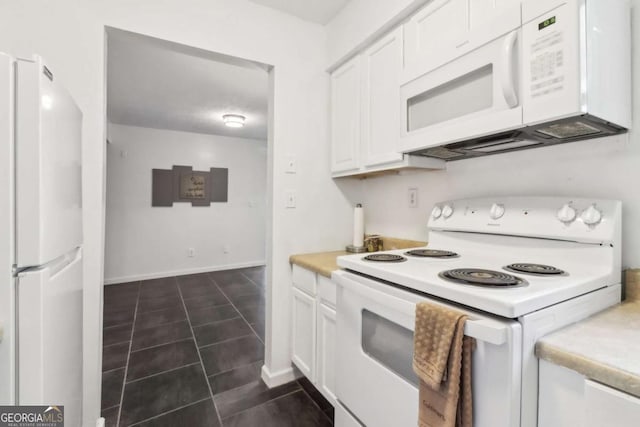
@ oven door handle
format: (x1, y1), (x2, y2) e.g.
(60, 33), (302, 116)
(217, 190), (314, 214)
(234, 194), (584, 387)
(464, 319), (507, 346)
(336, 272), (510, 346)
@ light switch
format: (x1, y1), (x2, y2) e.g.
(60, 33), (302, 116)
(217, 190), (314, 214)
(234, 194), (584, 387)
(285, 155), (296, 174)
(408, 188), (418, 208)
(285, 190), (296, 208)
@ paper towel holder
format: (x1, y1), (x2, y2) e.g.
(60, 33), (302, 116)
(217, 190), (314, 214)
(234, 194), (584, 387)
(346, 244), (367, 253)
(347, 203), (367, 253)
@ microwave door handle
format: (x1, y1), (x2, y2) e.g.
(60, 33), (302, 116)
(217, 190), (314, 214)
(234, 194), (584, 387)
(500, 30), (519, 108)
(464, 319), (508, 345)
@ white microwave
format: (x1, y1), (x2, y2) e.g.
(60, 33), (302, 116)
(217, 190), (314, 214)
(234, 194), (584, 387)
(399, 0), (631, 160)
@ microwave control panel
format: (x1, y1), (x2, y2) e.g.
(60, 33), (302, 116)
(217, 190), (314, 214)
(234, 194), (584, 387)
(522, 2), (582, 125)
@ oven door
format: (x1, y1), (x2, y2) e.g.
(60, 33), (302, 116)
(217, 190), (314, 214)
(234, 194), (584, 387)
(399, 27), (523, 154)
(334, 270), (522, 427)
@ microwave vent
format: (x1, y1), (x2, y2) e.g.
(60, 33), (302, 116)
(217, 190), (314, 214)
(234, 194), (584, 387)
(535, 121), (602, 139)
(416, 146), (467, 160)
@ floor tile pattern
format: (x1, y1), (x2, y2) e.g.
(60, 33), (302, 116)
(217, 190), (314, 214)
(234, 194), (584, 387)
(101, 266), (334, 426)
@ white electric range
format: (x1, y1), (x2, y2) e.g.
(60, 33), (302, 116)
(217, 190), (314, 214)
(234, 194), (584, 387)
(332, 197), (622, 427)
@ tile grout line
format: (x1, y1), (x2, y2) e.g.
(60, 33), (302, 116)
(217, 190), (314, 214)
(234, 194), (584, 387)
(127, 397), (212, 427)
(176, 276), (224, 427)
(207, 359), (263, 378)
(103, 339), (134, 348)
(115, 281), (141, 427)
(238, 270), (264, 293)
(102, 404), (120, 413)
(237, 271), (266, 343)
(197, 333), (258, 351)
(128, 337), (195, 354)
(103, 322), (136, 331)
(124, 362), (201, 385)
(190, 315), (242, 330)
(220, 389), (302, 423)
(207, 274), (265, 346)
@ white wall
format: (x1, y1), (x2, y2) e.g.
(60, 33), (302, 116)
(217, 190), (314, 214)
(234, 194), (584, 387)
(357, 2), (640, 269)
(105, 124), (267, 283)
(0, 1), (356, 424)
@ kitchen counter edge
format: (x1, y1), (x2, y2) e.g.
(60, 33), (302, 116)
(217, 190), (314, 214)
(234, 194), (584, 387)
(535, 299), (640, 398)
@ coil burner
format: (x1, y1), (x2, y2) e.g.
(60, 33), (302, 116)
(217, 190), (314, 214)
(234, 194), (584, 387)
(405, 249), (459, 258)
(439, 269), (527, 287)
(363, 254), (407, 263)
(504, 263), (566, 276)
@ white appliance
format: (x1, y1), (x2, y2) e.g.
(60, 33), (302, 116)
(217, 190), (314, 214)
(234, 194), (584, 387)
(0, 53), (83, 425)
(399, 0), (631, 160)
(333, 197), (622, 427)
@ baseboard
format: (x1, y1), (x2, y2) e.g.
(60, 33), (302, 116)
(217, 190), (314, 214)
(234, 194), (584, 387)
(104, 261), (266, 285)
(261, 364), (299, 388)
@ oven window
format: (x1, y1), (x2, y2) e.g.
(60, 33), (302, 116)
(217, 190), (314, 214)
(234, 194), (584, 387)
(361, 309), (419, 386)
(407, 64), (494, 131)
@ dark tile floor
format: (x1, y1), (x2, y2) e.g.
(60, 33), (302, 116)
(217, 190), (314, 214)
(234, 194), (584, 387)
(101, 267), (334, 427)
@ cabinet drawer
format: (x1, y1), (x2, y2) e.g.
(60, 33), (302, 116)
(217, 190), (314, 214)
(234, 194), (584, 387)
(292, 264), (317, 296)
(317, 275), (337, 308)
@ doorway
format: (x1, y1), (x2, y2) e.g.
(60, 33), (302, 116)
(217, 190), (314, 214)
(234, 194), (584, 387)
(101, 28), (281, 426)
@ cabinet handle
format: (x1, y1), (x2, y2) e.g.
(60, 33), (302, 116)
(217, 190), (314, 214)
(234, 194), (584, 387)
(500, 30), (519, 108)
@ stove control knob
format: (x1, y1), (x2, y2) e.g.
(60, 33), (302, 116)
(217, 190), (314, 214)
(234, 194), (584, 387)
(442, 205), (454, 219)
(489, 203), (505, 220)
(431, 206), (442, 219)
(557, 204), (577, 223)
(581, 205), (602, 226)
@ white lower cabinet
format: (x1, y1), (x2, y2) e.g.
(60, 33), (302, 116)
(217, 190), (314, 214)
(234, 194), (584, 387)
(585, 380), (640, 427)
(539, 360), (640, 427)
(336, 403), (363, 427)
(317, 303), (337, 405)
(291, 287), (316, 381)
(291, 265), (337, 406)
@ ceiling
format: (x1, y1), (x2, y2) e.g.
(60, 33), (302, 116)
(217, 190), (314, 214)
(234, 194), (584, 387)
(249, 0), (350, 25)
(107, 29), (269, 140)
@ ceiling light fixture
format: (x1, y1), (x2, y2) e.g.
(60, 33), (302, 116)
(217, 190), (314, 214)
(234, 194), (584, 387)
(223, 114), (245, 128)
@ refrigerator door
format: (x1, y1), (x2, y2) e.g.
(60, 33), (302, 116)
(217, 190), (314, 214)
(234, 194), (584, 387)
(0, 53), (15, 404)
(17, 247), (83, 426)
(15, 56), (82, 267)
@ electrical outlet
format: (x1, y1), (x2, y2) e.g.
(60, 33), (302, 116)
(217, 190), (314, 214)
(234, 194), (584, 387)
(188, 248), (195, 257)
(285, 190), (296, 208)
(223, 245), (230, 254)
(285, 155), (297, 174)
(408, 188), (418, 208)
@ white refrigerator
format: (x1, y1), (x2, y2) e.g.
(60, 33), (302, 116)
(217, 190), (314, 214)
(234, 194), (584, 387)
(0, 53), (83, 426)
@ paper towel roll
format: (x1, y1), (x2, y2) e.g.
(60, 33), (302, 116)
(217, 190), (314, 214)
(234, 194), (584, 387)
(353, 204), (364, 247)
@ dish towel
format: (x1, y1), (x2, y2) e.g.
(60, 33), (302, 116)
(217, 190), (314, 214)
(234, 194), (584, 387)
(412, 302), (476, 427)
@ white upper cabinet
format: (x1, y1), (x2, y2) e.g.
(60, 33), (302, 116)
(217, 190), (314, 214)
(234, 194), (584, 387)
(361, 27), (404, 168)
(404, 0), (468, 80)
(331, 56), (361, 173)
(330, 28), (445, 177)
(403, 0), (521, 84)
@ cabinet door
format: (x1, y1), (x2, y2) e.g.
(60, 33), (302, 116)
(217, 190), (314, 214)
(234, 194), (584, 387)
(404, 0), (469, 77)
(331, 56), (361, 173)
(361, 27), (404, 167)
(469, 0), (520, 32)
(585, 380), (640, 427)
(291, 287), (316, 381)
(316, 303), (337, 406)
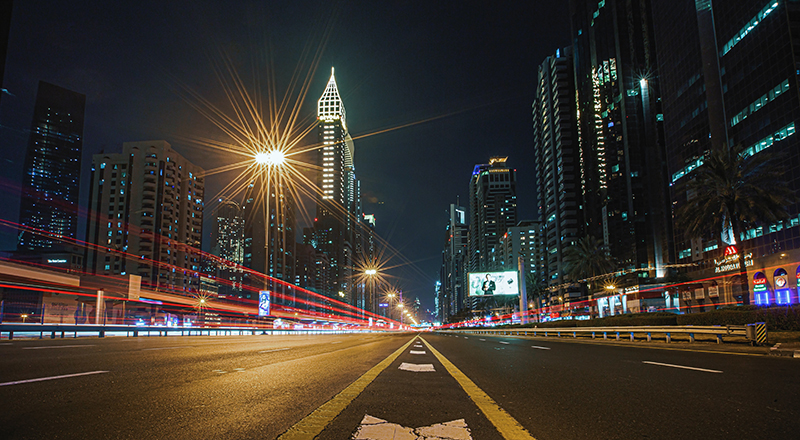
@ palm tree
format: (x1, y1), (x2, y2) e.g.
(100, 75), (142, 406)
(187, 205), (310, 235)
(525, 272), (546, 321)
(562, 234), (616, 282)
(675, 144), (797, 305)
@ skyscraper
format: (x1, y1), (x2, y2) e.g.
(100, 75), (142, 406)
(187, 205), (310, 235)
(440, 203), (468, 321)
(18, 81), (85, 251)
(652, 0), (800, 306)
(210, 199), (245, 298)
(468, 157), (518, 274)
(242, 173), (296, 304)
(85, 141), (204, 295)
(532, 47), (582, 291)
(311, 67), (361, 302)
(570, 0), (672, 278)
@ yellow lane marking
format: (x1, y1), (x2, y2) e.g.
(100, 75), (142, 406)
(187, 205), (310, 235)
(420, 337), (536, 440)
(277, 336), (419, 440)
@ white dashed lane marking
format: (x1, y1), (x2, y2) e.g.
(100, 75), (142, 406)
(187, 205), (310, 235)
(531, 346), (551, 350)
(22, 345), (95, 350)
(498, 341), (509, 345)
(643, 361), (722, 373)
(259, 347), (291, 353)
(479, 339), (486, 341)
(409, 350), (426, 355)
(0, 370), (108, 387)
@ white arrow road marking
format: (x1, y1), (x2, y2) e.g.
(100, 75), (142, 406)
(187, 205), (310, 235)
(0, 371), (108, 387)
(479, 338), (486, 341)
(642, 361), (722, 373)
(531, 346), (551, 350)
(352, 414), (471, 440)
(409, 350), (426, 355)
(398, 362), (435, 372)
(22, 345), (95, 350)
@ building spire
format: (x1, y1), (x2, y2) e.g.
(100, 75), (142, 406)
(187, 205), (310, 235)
(318, 66), (346, 131)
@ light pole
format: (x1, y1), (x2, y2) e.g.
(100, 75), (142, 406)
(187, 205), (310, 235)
(365, 268), (377, 316)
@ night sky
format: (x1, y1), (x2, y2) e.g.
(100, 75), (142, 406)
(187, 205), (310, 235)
(0, 0), (570, 315)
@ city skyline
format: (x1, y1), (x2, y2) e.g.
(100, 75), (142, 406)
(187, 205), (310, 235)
(0, 1), (570, 311)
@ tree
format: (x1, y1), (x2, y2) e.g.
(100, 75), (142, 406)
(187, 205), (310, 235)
(525, 272), (547, 321)
(675, 144), (797, 305)
(562, 235), (616, 282)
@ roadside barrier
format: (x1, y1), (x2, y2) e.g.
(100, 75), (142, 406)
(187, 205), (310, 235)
(0, 323), (369, 340)
(442, 322), (768, 345)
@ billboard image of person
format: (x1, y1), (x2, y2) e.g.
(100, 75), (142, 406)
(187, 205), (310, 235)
(468, 271), (519, 296)
(481, 274), (496, 295)
(258, 291), (271, 316)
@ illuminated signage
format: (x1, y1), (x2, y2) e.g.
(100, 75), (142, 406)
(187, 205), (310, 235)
(47, 259), (67, 264)
(468, 271), (519, 296)
(775, 275), (788, 288)
(379, 303), (388, 307)
(258, 291), (271, 317)
(713, 249), (753, 273)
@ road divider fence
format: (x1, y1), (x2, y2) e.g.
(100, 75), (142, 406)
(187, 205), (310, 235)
(442, 322), (768, 345)
(0, 323), (369, 340)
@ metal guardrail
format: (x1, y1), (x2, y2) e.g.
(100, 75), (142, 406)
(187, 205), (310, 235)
(0, 323), (367, 340)
(443, 323), (768, 345)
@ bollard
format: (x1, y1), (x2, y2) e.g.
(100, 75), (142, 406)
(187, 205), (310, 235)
(647, 332), (652, 342)
(592, 332), (596, 339)
(630, 332), (634, 342)
(716, 334), (722, 344)
(9, 331), (13, 340)
(689, 333), (695, 343)
(666, 332), (671, 343)
(615, 332), (620, 341)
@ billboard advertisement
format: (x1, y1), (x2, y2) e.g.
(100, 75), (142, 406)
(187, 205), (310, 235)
(468, 271), (519, 296)
(258, 291), (271, 316)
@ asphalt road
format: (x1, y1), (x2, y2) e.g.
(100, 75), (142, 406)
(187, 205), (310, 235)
(1, 331), (799, 439)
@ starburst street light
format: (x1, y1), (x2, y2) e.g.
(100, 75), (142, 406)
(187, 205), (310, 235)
(254, 150), (286, 167)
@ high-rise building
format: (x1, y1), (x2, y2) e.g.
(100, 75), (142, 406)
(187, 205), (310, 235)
(311, 67), (361, 303)
(532, 47), (582, 290)
(499, 220), (544, 285)
(652, 0), (800, 307)
(209, 199), (245, 298)
(242, 173), (296, 304)
(440, 203), (468, 321)
(85, 141), (204, 295)
(17, 81), (85, 252)
(0, 1), (13, 107)
(468, 157), (518, 273)
(570, 0), (672, 278)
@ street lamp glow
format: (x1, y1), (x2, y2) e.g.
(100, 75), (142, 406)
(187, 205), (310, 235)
(605, 285), (616, 290)
(365, 269), (377, 275)
(255, 150), (286, 166)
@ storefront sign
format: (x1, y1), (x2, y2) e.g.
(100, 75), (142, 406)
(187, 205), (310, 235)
(714, 246), (753, 273)
(708, 286), (719, 298)
(775, 275), (788, 288)
(694, 288), (705, 299)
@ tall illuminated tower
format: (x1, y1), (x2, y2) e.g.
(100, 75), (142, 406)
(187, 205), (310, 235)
(18, 81), (85, 251)
(313, 67), (360, 302)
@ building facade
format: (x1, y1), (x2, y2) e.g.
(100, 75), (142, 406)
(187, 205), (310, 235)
(532, 47), (583, 290)
(468, 157), (518, 274)
(310, 67), (361, 303)
(209, 199), (245, 298)
(440, 203), (468, 321)
(85, 141), (204, 295)
(18, 81), (85, 252)
(652, 0), (800, 308)
(570, 0), (673, 279)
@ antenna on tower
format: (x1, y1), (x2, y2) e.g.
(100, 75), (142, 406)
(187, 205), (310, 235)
(331, 66), (335, 75)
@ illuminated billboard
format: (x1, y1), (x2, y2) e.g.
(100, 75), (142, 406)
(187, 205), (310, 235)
(258, 291), (271, 316)
(468, 271), (519, 296)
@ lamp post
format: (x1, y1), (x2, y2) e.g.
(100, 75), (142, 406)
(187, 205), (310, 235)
(365, 269), (377, 316)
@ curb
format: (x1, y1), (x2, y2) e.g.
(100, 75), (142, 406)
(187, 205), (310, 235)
(769, 344), (800, 358)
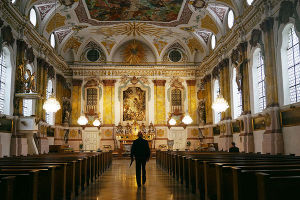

* **Goal of the exercise**
Scan the listing above. Collect all lines with the word "street".

* **Task solution**
@ starburst street light
@ street lamp glow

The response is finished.